● WRITTEN INSTRUCTION:
Return, word for word, only the lines from the one containing "Where can the mossy" through the last line of the entries.

======== LISTED ENTRIES ========

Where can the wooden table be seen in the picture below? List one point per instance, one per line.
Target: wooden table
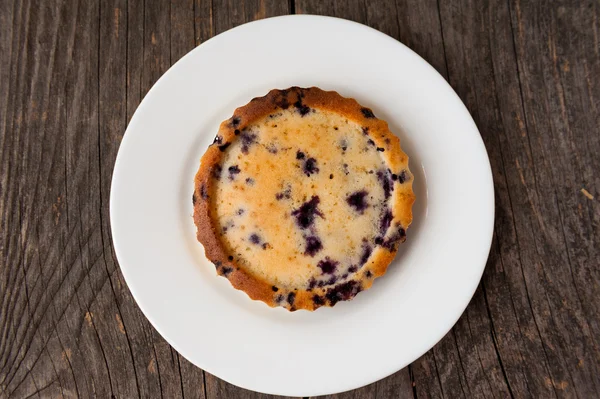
(72, 74)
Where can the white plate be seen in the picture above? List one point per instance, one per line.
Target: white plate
(355, 343)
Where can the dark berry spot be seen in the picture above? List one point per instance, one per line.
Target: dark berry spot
(310, 166)
(287, 194)
(367, 113)
(255, 238)
(313, 245)
(318, 300)
(301, 108)
(327, 265)
(343, 292)
(233, 171)
(282, 101)
(384, 224)
(367, 250)
(332, 280)
(248, 138)
(402, 177)
(291, 298)
(224, 146)
(344, 144)
(305, 215)
(358, 201)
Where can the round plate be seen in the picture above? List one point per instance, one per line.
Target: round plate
(331, 350)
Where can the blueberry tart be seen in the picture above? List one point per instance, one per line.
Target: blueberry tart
(303, 198)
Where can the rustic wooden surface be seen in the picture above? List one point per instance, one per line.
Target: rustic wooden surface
(73, 72)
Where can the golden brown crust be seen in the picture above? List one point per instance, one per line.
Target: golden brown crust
(229, 130)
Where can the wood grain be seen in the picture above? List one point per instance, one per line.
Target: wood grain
(72, 74)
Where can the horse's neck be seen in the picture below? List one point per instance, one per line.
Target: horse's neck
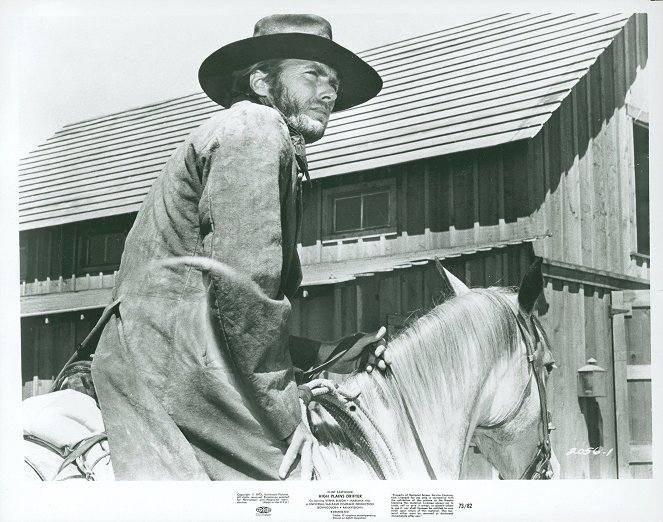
(429, 435)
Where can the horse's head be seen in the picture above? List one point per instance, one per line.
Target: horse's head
(513, 428)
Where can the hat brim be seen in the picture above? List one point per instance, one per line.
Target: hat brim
(359, 82)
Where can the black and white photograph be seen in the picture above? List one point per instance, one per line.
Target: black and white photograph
(305, 261)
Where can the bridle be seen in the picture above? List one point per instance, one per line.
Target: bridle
(539, 467)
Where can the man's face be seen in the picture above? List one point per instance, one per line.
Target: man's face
(305, 93)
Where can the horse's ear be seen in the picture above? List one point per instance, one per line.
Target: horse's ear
(531, 286)
(452, 286)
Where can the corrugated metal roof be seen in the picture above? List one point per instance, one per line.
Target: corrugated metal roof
(480, 84)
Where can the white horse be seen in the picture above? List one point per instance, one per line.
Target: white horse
(473, 368)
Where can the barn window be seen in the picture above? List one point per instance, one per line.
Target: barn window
(641, 162)
(360, 209)
(101, 244)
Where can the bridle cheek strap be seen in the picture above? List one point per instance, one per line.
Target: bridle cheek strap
(540, 467)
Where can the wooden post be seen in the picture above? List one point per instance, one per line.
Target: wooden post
(359, 295)
(427, 233)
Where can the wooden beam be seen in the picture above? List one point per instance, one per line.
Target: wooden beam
(592, 276)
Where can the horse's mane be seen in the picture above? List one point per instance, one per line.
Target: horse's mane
(436, 362)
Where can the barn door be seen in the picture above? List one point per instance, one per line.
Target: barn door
(632, 366)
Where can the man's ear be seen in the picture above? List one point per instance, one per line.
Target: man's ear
(258, 83)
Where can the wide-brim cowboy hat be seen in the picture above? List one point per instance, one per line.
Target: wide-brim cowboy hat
(303, 37)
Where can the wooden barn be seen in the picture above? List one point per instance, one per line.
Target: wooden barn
(491, 143)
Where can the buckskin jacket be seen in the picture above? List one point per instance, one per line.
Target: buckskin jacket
(194, 377)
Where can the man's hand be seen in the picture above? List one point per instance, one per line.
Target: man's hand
(301, 442)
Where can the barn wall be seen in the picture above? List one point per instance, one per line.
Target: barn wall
(47, 343)
(583, 162)
(577, 318)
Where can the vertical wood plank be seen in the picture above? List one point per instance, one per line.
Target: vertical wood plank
(463, 180)
(402, 201)
(582, 114)
(604, 356)
(338, 311)
(490, 198)
(621, 389)
(414, 195)
(571, 188)
(615, 256)
(600, 250)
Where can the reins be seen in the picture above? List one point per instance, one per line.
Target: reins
(539, 467)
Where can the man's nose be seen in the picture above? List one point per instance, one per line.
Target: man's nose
(327, 93)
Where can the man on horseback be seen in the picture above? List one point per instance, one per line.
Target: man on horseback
(195, 373)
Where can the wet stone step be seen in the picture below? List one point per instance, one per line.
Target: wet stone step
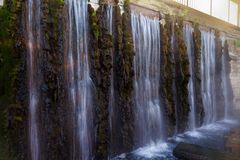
(194, 152)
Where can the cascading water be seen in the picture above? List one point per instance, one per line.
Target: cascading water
(208, 76)
(33, 42)
(226, 82)
(111, 97)
(188, 30)
(78, 76)
(149, 116)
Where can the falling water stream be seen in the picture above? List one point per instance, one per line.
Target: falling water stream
(149, 116)
(148, 108)
(33, 42)
(191, 88)
(79, 81)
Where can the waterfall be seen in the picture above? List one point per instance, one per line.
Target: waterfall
(149, 116)
(208, 66)
(111, 97)
(33, 46)
(227, 88)
(188, 30)
(78, 78)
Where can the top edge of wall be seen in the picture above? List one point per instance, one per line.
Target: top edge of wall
(153, 8)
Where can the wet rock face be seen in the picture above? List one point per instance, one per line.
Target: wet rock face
(101, 67)
(197, 74)
(181, 77)
(54, 112)
(167, 70)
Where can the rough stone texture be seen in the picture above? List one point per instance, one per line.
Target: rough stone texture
(228, 70)
(102, 70)
(51, 88)
(218, 76)
(167, 71)
(181, 76)
(17, 111)
(125, 74)
(197, 74)
(234, 53)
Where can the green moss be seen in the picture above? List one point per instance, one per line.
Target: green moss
(8, 66)
(237, 43)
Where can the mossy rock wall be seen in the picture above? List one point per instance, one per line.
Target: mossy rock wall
(197, 75)
(167, 73)
(181, 76)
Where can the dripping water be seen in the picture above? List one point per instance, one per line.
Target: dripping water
(78, 76)
(188, 30)
(111, 98)
(33, 41)
(226, 81)
(149, 116)
(208, 76)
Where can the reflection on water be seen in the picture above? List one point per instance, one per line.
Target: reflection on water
(222, 135)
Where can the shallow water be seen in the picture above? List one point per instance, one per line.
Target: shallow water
(211, 136)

========

● SOLUTION FOR THIS PROBLEM:
Where can the mossy rock wall be seen in the picture above? List one point per instance, one per line.
Target: mossy rock wall
(197, 75)
(167, 73)
(181, 76)
Where can the dripping water be seen in the picture above? List one point per instance, one per line.
Target: dripping water
(78, 76)
(188, 30)
(111, 98)
(33, 41)
(226, 81)
(149, 116)
(208, 76)
Where can the reflection on water be seen in the picture above? List one point per instance, one per line.
Target: reflection on water
(222, 135)
Where can the shallow water be seen in the picture above? List one point per instance, one per line.
Target: shallow water
(211, 136)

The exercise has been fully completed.